BEGIN Supplied text
An Overview of the Holdings
In addition to Expressionist works on paper by Max Beckmann, Heinrich Campendonk, Otto Dix, Conrad Felixmüller and Max Pechstein, the early acquisitions in the area of modern art also included paintings by the Stuttgart artist Oskar Schlemmer. Fischer purchased further important works in the 1920s primarily in the Kunsthaus Schaller in Stuttgart. Among them are the touching composition Two Girls (ca. 1923) by Carl Hofer, an interior by Oskar Kokoschka (ca. 1925) for which Fischer paid the considerable sum of 3,000 Reichsmarks, as well as the dream-world watercolour Two Female Nudes (1912) by Franz Marc.
Fischer acquired the majority of his collection in the Stuttgart Kunstkabinett which - founded in 1946 by Roman Norbert Ketterer - was to become the most important auction house for art of the twentieth century. Outstanding Expressionist works at what were still very moderate prices convinced the collector to concentrate increasingly on Edvard Munch, Emil Nolde and Max Beckmann. Among the artists of the Bauhaus, he had a special predilection for Oskar Schlemmer and the Cubist-inspired Lyonel Feininger. The Brücke - Blauer Reiter - Bauhaus core of the inventory was enhanced by sculptures of Ernst Ludwig Kirchner and Wilhelm Lehmbruck, and a substantial number of works by friends of the collector: the Stuttgart artists Alfred Lörcher and Ida Kerkovius as well as their teacher Adolf Hölzel.
The Heavyweight in the Collection: Ernst Ludwig Kirchner
With nearly sixty prints, forty-eight drawings and a group of six paintings executed between 1908 and 1924, the artist most prominently featured in Fischer's holdings is Ernst Ludwig Kirchner. Max Fischer succeeded in assembling a Kirchner ensemble covering the entire development of the artist who died in Davos in 1938 and including all of the media in which the latter worked. A group of brush-and-ink and pastel drawings - some very large in scale - executed between 1912 and 1915 and depicting women in the studio or on the street constitute a highlight of Fischer's Kirchner collection. During a bidding battle at the Stuttgart Kunstkabinett, Max Fischer relinquished the prominent landscape painting Sailboats near Grünau of 1914, today in the Staatsgalerie Stuttgart, to then-director and confidant Erwin Petermann, and purchased the colour lithograph of the motif instead. The collector exhibited an unerring sense of quality in his acquisitions of drawings and prints from the second phase of the artist's career - lasting more than twenty years - in Davos, Switzerland. The development from the vibrant pictorial structure of the Berlin period to the formal calmness in Davos can thus be strikingly retraced. The drawings and famous woodcuts are today considered masterpieces (Moonlit Night in Winter, 1919; Spruce Trees, 1919; Junkerboden, 1919).
Apart from Kirchner, Max Fischer also collected works by Brücke artist Erich Heckel. It is an indication of his expertise that he concentrated on the essential works of printmaking by this artist of the years 1907 to 1919. The latter include his early experiments with the painterly qualities of lithography (Cabaret Singer of 1907/1906?) and representative woodcuts which were groundbreaking for his further work (Two Women Resting; Fränzi Reclining, both of 1909, and the famous White Horses of 1912).
END Supplied text
BEGIN Material supplied
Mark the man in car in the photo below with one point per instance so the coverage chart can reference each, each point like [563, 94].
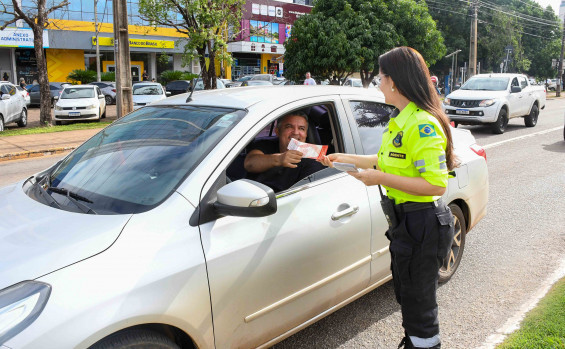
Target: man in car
[271, 163]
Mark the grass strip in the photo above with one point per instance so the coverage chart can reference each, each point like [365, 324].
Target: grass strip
[61, 128]
[544, 326]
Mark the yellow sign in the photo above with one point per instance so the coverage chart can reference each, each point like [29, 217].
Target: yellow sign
[105, 41]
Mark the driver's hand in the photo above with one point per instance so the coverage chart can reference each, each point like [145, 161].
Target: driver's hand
[290, 158]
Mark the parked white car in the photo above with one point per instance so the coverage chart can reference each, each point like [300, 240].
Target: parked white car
[80, 102]
[150, 229]
[13, 106]
[494, 99]
[147, 92]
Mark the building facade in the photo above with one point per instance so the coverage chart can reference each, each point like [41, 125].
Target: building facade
[70, 43]
[265, 26]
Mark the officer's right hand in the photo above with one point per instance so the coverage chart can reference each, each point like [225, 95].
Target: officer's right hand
[290, 158]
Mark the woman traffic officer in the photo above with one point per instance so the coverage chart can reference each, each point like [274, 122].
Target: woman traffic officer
[412, 164]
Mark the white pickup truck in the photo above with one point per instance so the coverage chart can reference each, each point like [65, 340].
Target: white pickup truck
[494, 99]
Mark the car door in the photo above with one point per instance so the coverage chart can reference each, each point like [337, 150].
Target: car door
[270, 274]
[369, 119]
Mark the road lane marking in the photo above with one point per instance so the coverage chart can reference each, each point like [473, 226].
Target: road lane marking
[492, 145]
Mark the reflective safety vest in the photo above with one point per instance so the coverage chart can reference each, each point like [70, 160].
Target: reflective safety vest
[413, 145]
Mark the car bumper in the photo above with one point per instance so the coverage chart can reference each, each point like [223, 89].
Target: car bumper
[479, 115]
[84, 114]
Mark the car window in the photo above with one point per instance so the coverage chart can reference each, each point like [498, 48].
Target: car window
[138, 161]
[523, 82]
[371, 119]
[147, 90]
[74, 92]
[321, 119]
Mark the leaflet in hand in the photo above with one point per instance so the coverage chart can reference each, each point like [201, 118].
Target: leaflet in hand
[311, 151]
[345, 167]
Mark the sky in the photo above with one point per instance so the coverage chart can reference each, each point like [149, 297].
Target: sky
[554, 3]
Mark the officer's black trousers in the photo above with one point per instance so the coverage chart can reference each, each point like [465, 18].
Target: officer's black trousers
[418, 246]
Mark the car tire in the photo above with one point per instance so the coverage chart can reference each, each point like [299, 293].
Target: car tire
[23, 119]
[451, 262]
[500, 125]
[136, 339]
[532, 119]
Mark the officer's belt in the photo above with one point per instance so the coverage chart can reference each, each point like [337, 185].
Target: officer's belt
[415, 206]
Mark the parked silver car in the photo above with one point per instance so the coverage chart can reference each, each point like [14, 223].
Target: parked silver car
[13, 106]
[149, 230]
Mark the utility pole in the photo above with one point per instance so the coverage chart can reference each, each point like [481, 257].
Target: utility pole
[124, 98]
[96, 31]
[473, 45]
[560, 73]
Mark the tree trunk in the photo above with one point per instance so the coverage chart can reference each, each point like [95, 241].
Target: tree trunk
[44, 90]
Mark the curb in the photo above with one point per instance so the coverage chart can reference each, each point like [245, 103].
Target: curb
[34, 153]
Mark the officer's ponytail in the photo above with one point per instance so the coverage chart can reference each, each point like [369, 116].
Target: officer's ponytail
[409, 72]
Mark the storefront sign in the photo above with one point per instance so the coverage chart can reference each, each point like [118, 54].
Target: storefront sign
[106, 41]
[20, 38]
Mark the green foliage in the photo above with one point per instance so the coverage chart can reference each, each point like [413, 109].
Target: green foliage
[82, 76]
[345, 36]
[171, 75]
[108, 76]
[544, 326]
[205, 24]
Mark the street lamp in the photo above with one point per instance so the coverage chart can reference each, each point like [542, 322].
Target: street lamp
[453, 56]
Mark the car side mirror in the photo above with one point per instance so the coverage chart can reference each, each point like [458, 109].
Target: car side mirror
[245, 198]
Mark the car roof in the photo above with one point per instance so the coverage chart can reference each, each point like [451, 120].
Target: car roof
[243, 98]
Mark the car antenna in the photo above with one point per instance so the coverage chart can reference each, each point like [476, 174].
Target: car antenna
[189, 99]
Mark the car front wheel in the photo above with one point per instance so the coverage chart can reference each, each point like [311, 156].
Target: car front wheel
[532, 119]
[451, 262]
[136, 339]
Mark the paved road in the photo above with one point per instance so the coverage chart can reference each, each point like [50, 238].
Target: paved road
[508, 256]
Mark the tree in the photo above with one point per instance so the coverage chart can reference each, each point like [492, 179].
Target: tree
[205, 24]
[360, 31]
[37, 18]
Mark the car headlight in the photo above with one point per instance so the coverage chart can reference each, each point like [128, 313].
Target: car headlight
[487, 103]
[20, 305]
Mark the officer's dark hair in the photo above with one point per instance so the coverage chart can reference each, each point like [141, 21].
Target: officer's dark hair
[409, 72]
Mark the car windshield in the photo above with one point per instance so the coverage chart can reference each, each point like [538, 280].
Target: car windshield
[147, 90]
[486, 84]
[137, 162]
[73, 93]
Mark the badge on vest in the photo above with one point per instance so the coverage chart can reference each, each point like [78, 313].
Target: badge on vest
[397, 141]
[396, 155]
[427, 130]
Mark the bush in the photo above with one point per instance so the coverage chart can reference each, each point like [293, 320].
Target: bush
[171, 75]
[108, 76]
[82, 76]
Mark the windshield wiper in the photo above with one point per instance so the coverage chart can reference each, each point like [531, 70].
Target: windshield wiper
[74, 198]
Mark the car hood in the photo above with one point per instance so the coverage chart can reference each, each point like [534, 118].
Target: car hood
[36, 239]
[147, 98]
[79, 102]
[473, 94]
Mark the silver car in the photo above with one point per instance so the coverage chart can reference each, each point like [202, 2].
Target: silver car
[150, 232]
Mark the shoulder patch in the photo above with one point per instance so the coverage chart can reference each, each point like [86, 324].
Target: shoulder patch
[427, 130]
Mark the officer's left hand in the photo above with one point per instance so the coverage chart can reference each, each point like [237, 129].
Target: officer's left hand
[368, 177]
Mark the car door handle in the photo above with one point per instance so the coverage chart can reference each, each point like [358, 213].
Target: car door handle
[345, 213]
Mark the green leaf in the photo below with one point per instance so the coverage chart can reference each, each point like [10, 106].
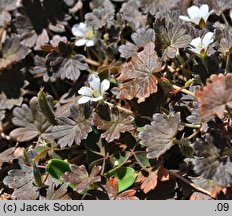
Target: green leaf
[125, 177]
[37, 176]
[56, 168]
[119, 158]
[141, 158]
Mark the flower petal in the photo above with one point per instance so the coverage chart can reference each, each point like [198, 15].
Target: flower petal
[105, 85]
[185, 18]
[196, 42]
[196, 20]
[90, 43]
[94, 82]
[196, 50]
[84, 99]
[80, 42]
[208, 39]
[194, 12]
[97, 99]
[77, 31]
[86, 91]
[82, 27]
[204, 9]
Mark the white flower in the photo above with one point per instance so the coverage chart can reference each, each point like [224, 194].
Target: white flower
[85, 36]
[197, 15]
[200, 46]
[96, 91]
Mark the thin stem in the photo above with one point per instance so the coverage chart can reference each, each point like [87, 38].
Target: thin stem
[92, 72]
[183, 90]
[190, 125]
[186, 62]
[224, 19]
[193, 134]
[227, 69]
[92, 62]
[120, 108]
[229, 112]
[191, 184]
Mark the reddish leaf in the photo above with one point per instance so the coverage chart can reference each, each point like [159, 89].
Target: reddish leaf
[120, 122]
[12, 51]
[73, 128]
[199, 196]
[159, 136]
[163, 174]
[111, 188]
[137, 77]
[215, 96]
[30, 121]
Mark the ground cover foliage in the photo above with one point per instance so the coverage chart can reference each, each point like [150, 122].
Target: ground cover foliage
[121, 99]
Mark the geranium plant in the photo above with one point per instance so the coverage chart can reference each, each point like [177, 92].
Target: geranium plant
[118, 100]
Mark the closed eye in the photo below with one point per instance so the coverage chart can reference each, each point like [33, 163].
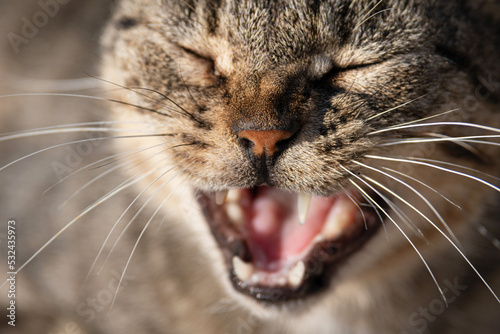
END Material supplied
* _What to work on_
1: Answer these questions using the collection text:
(a) How much did Fischer pay for the interior by Oskar Kokoschka?
(b) Who founded the Stuttgart Kunstkabinett, and in what year?
(c) Where and in what year did Ernst Ludwig Kirchner die?
2: Repeat everything in the collection text from "An Overview of" down to "by Franz Marc.".
The material plays no part in any of the tasks.

* _Worked solutions_
1:
(a) 3,000 Reichsmarks
(b) Roman Norbert Ketterer, in 1946
(c) In Davos, in 1938

2:
An Overview of the Holdings
In addition to Expressionist works on paper by Max Beckmann, Heinrich Campendonk, Otto Dix, Conrad Felixmüller and Max Pechstein, the early acquisitions in the area of modern art also included paintings by the Stuttgart artist Oskar Schlemmer. Fischer purchased further important works in the 1920s primarily in the Kunsthaus Schaller in Stuttgart. Among them are the touching composition Two Girls (ca. 1923) by Carl Hofer, an interior by Oskar Kokoschka (ca. 1925) for which Fischer paid the considerable sum of 3,000 Reichsmarks, as well as the dream-world watercolour Two Female Nudes (1912) by Franz Marc.